• [EXERCISE DIRECTIONS]:
Pick out each line below that contains the word "plant" and copy those lines in full.

• [DATA TO USE]:
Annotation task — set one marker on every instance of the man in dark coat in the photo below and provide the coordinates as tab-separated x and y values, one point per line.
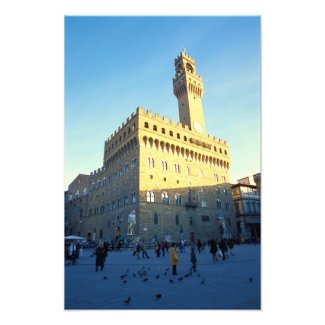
213	249
100	256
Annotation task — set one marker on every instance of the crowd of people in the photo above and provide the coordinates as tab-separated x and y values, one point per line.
219	250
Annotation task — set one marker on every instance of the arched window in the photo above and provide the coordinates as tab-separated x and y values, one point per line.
150	196
164	198
151	162
177	168
248	207
164	164
178	199
134	198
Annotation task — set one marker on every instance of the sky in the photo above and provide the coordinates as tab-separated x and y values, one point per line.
113	64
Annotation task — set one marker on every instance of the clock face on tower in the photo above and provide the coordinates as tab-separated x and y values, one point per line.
198	127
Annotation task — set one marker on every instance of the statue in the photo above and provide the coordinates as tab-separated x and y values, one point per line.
131	223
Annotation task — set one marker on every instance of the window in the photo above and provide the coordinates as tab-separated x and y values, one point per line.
151	162
165	198
150	196
155	219
248	207
237	208
205	218
177	168
134	198
164	165
178	199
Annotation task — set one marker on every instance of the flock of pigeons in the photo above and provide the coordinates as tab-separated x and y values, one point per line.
143	274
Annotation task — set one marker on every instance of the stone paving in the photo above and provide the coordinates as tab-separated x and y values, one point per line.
231	284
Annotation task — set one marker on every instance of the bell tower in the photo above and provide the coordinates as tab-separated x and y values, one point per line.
188	88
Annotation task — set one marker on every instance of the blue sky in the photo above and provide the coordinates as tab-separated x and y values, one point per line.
114	64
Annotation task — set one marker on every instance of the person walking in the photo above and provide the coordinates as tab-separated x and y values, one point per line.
213	250
173	258
100	256
223	248
193	259
199	245
144	250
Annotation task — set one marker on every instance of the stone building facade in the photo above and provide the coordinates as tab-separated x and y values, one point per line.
247	204
162	179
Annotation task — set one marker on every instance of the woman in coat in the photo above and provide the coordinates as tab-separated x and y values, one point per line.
173	258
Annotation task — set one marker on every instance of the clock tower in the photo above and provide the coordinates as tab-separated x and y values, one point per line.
188	88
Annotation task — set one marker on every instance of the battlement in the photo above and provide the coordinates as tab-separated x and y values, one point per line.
184	55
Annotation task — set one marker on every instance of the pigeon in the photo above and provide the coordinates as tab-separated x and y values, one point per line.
127	301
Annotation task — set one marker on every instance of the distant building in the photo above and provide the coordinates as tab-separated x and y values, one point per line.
247	204
161	179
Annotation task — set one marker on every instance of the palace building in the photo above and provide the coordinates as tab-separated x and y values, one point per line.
159	179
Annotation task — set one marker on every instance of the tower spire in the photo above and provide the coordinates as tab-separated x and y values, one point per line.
188	89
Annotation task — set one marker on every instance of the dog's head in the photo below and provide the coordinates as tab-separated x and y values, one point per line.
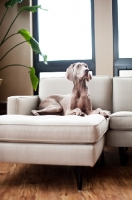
78	70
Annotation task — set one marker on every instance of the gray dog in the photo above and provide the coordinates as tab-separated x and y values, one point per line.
77	103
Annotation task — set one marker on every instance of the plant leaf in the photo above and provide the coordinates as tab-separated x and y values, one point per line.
11	3
25	34
34	78
34	44
31	8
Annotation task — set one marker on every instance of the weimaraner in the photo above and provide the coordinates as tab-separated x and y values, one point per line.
77	103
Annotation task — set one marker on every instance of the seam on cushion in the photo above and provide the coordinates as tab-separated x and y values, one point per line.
17	105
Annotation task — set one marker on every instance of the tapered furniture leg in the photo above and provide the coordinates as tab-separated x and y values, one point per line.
123	156
79	176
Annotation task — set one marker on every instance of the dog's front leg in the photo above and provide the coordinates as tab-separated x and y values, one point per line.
76	111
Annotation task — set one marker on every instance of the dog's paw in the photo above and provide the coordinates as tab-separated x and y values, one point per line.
79	112
34	112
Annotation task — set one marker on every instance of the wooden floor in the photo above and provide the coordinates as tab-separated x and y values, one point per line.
39	182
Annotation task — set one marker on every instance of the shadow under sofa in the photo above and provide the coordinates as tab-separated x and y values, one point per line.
59	140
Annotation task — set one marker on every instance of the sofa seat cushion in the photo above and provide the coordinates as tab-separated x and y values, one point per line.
121	121
52	128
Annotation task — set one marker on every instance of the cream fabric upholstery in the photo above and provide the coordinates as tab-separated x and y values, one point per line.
22	104
118	138
57	154
53	129
121	121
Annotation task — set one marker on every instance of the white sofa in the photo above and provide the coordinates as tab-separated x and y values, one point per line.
67	140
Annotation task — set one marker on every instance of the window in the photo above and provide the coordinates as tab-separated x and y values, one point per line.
122	20
65	33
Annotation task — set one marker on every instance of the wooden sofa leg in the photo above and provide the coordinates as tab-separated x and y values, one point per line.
123	156
79	176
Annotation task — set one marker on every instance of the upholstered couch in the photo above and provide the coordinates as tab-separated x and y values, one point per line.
67	140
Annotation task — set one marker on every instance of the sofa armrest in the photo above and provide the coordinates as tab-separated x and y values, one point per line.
22	105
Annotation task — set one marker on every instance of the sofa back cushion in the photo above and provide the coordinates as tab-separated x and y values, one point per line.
100	88
122	94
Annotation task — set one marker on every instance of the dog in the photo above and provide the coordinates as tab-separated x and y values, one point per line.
77	103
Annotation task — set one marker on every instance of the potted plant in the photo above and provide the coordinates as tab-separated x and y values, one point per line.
27	38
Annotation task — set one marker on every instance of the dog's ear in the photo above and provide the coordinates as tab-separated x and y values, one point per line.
69	72
89	77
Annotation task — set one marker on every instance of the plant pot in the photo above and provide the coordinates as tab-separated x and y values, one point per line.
0	81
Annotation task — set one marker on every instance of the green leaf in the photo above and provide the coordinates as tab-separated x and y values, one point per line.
34	44
34	78
25	34
11	3
31	8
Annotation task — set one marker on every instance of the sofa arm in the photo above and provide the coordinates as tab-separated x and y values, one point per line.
22	105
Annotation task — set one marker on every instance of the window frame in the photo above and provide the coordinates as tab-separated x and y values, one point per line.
119	63
61	66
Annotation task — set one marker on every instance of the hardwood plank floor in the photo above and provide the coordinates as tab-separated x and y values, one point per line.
39	182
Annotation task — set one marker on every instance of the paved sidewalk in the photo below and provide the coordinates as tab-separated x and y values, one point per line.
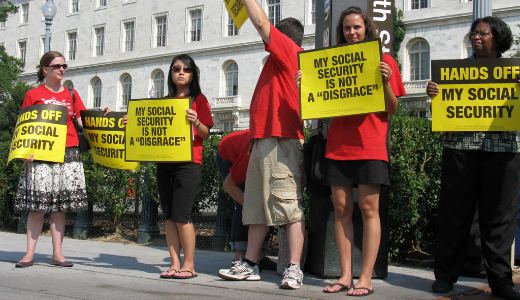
129	271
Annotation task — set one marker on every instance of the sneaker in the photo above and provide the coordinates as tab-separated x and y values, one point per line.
233	263
240	271
292	278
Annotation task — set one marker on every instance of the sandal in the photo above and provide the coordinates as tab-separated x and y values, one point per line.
179	276
368	292
342	288
169	274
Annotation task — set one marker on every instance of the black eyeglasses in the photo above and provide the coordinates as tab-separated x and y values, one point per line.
481	34
58	66
185	69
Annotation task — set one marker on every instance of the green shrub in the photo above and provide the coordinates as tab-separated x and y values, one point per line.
415	166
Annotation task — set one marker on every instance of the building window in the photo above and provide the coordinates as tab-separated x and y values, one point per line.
99	47
72	45
74	6
129	36
161	31
101	3
96	91
157	84
42	44
467	50
274	11
24	16
231	29
420	60
313	11
231	76
22	51
418	4
126	89
195	24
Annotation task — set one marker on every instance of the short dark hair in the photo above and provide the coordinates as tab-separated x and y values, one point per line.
502	36
45	61
194	85
292	28
370	28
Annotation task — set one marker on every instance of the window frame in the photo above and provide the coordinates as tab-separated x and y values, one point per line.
124	36
419	53
156	38
24	14
68	52
95	40
123	89
190	38
273	19
22	56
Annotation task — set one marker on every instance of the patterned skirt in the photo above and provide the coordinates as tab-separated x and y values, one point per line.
52	187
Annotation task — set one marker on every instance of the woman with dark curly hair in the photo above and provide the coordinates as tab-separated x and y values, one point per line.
179	183
479	169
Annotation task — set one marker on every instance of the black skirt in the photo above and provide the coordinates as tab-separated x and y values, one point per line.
354	172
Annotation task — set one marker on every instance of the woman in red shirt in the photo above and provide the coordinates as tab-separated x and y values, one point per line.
179	183
357	155
46	187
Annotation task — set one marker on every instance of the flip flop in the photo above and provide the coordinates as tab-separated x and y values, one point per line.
369	292
342	286
169	274
178	276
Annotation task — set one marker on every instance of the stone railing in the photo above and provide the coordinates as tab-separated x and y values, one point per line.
226	102
415	87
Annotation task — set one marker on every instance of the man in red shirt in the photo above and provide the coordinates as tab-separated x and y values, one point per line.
273	190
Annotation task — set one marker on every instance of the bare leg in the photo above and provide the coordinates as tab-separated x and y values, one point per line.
57	232
295	237
187	239
369	205
34	228
173	242
255	238
343	207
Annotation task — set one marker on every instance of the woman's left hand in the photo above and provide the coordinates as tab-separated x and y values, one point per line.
386	72
192	115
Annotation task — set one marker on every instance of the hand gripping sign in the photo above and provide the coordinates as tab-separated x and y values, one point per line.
476	95
158	130
106	135
341	81
41	131
237	12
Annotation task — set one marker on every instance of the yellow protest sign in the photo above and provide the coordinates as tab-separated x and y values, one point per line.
41	131
237	12
158	130
341	81
106	135
476	95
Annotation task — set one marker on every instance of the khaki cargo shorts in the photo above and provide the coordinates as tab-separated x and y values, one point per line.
273	190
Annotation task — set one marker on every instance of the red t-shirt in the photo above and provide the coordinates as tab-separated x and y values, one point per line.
42	95
234	148
275	110
201	106
363	137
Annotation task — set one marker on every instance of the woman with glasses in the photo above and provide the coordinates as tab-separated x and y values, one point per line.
479	169
179	183
46	187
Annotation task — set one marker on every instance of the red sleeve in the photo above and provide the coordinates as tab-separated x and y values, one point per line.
78	103
396	82
281	47
27	100
204	111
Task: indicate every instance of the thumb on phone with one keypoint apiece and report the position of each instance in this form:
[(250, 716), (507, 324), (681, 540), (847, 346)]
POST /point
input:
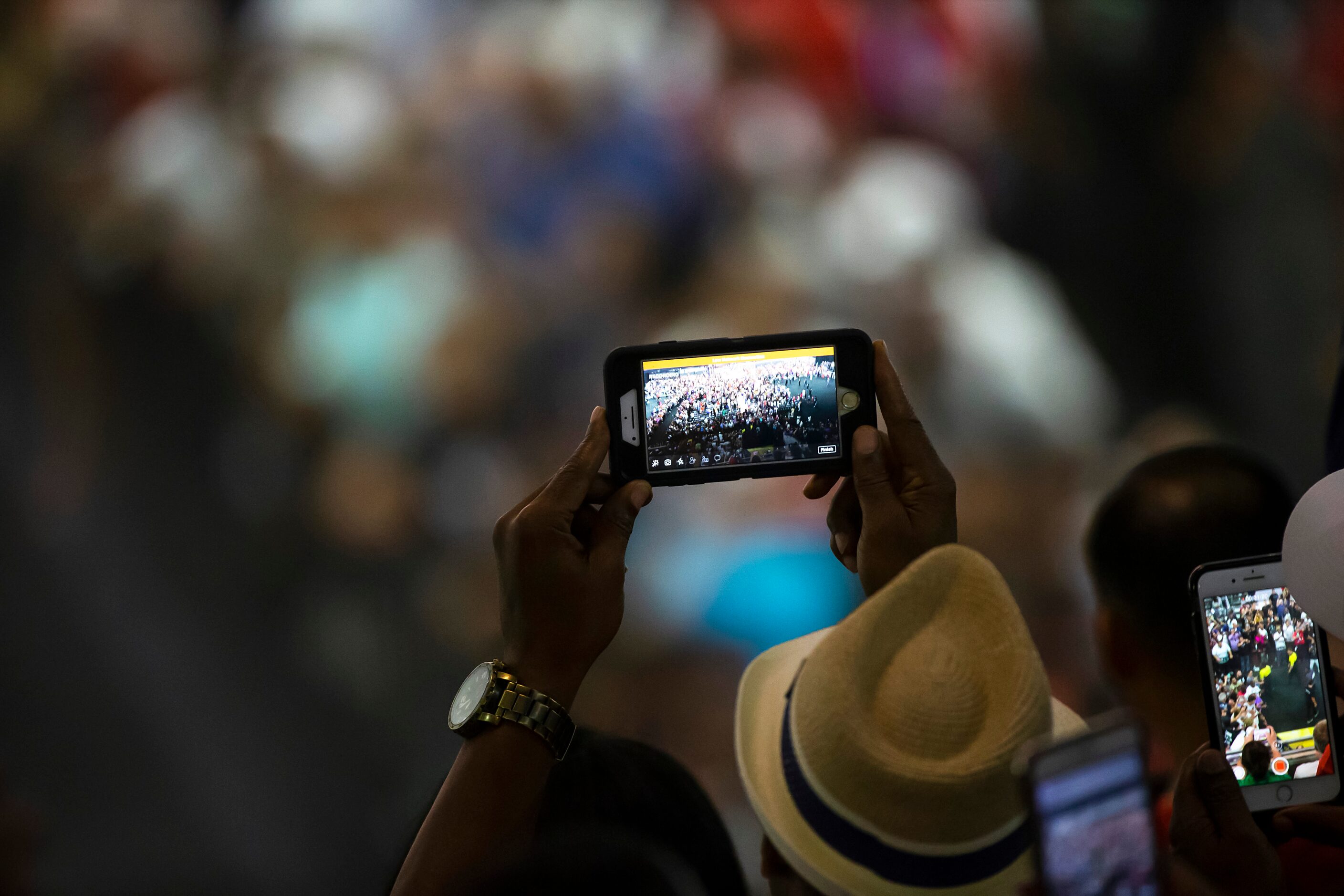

• [ANSWER FOR THE TASK]:
Annotation task — set one marker on every instance of the plant leaf in the photo above and provide the coordinates as tab-separated x and y values, one point per line.
Annotation task — set one marker on every instance of the potted plant in the photo above and provide the coordinates as tab-separated x and y values, one point per line.
Annotation task — set one marker on every instance of the plant pot in the photo above and provide the coordinates as tab-separated x and y values, one point per line.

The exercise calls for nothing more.